• **REQUIRED ACTION**: What this exercise calls for is an exact copy of the data.

━━━ EXERCISE MATERIAL

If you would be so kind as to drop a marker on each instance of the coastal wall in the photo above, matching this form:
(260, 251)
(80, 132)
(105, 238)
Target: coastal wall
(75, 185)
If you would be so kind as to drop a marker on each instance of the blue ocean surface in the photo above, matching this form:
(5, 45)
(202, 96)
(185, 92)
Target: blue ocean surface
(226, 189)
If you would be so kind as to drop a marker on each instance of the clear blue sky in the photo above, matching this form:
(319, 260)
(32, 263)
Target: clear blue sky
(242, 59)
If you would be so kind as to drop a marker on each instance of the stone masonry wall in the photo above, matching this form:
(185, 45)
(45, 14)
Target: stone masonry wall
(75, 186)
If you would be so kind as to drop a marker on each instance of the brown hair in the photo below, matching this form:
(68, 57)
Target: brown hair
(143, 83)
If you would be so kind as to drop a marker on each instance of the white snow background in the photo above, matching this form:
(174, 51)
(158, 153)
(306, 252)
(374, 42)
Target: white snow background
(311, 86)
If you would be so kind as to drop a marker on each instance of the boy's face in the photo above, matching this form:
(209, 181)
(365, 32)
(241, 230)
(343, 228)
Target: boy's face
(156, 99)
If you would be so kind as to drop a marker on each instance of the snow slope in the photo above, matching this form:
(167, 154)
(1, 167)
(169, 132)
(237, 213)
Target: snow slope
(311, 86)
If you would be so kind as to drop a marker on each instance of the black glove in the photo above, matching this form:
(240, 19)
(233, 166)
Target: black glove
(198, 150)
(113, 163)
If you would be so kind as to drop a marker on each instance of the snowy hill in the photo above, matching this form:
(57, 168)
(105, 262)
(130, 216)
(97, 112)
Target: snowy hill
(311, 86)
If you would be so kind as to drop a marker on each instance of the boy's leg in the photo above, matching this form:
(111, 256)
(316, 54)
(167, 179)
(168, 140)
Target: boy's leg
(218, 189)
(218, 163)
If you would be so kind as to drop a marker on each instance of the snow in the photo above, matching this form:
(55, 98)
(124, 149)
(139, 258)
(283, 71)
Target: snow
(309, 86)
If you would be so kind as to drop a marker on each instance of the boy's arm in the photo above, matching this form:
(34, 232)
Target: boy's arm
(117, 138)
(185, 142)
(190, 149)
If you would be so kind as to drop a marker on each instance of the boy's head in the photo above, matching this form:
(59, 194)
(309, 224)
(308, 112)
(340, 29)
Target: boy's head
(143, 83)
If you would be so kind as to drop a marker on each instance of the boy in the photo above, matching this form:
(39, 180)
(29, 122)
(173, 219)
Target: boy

━━━━━━

• **OUTPUT FOR THIS EXERCISE**:
If you would be so kind as to drop a marker on each instance of the coastal wall in the photo above, matching this form:
(260, 251)
(80, 132)
(105, 238)
Target: coastal wall
(75, 185)
If you would be so kind as to drop a marker on each instance of the blue ocean surface in the photo above, matching this form:
(5, 45)
(202, 96)
(185, 92)
Target: blue ocean surface
(226, 189)
If you would be so kind as to drop a marker on each instance of the clear blue sky in the photo above, matching this form:
(319, 260)
(32, 263)
Target: clear blue sky
(242, 59)
If you would be so kind as to drop a marker on each instance of the stone masonry wall in the photo above, matching this form:
(185, 45)
(45, 14)
Target: stone masonry wall
(75, 186)
If you would be so kind as to drop a marker on each instance of the brown hair in the photo below, matching this form:
(68, 57)
Target: brown hair
(143, 83)
If you would be so kind as to drop a marker on each instance of the white snow background in the photo above, matching this form:
(174, 51)
(158, 153)
(306, 252)
(374, 42)
Target: white snow background
(311, 86)
If you would be so kind as to drop a marker on each instance of the boy's face in the photo above, matching this form:
(209, 181)
(365, 32)
(241, 230)
(343, 228)
Target: boy's face
(156, 99)
If you would be so kind as to drop a marker on each instance of the snow slope in the photo above, matching this form:
(167, 154)
(1, 167)
(169, 132)
(237, 213)
Target: snow slope
(311, 86)
If you would be so kind as to drop a marker on each instance of the black glove in the photo above, matching this form:
(240, 19)
(233, 166)
Target: black glove
(198, 150)
(113, 163)
If you would be so kind as to drop a marker on each instance of the snowy hill in the photo above, matching this form:
(57, 168)
(105, 262)
(130, 216)
(97, 112)
Target: snowy hill
(311, 86)
If you would be so kind as to drop a marker on each instance of the boy's leg in the photo above, matching this form:
(111, 256)
(316, 54)
(167, 179)
(168, 140)
Target: boy's leg
(218, 189)
(218, 163)
If you would be so kind as to drop a marker on each instance of the snow in the photo above, matching this form:
(55, 98)
(124, 149)
(139, 258)
(283, 71)
Target: snow
(309, 86)
If you would be so kind as to drop a marker on each instance of the boy's arm in the photo above, matching this form:
(34, 232)
Target: boy's arm
(117, 138)
(185, 142)
(190, 149)
If you would be so kind as to drop a marker on each instance of the boy's head in the photo above, matching this form:
(59, 194)
(309, 224)
(308, 112)
(340, 29)
Target: boy's head
(143, 83)
If you would be so kind as to drop a marker on each instance of the boy in the photo above, matching this form:
(39, 180)
(29, 122)
(173, 219)
Target: boy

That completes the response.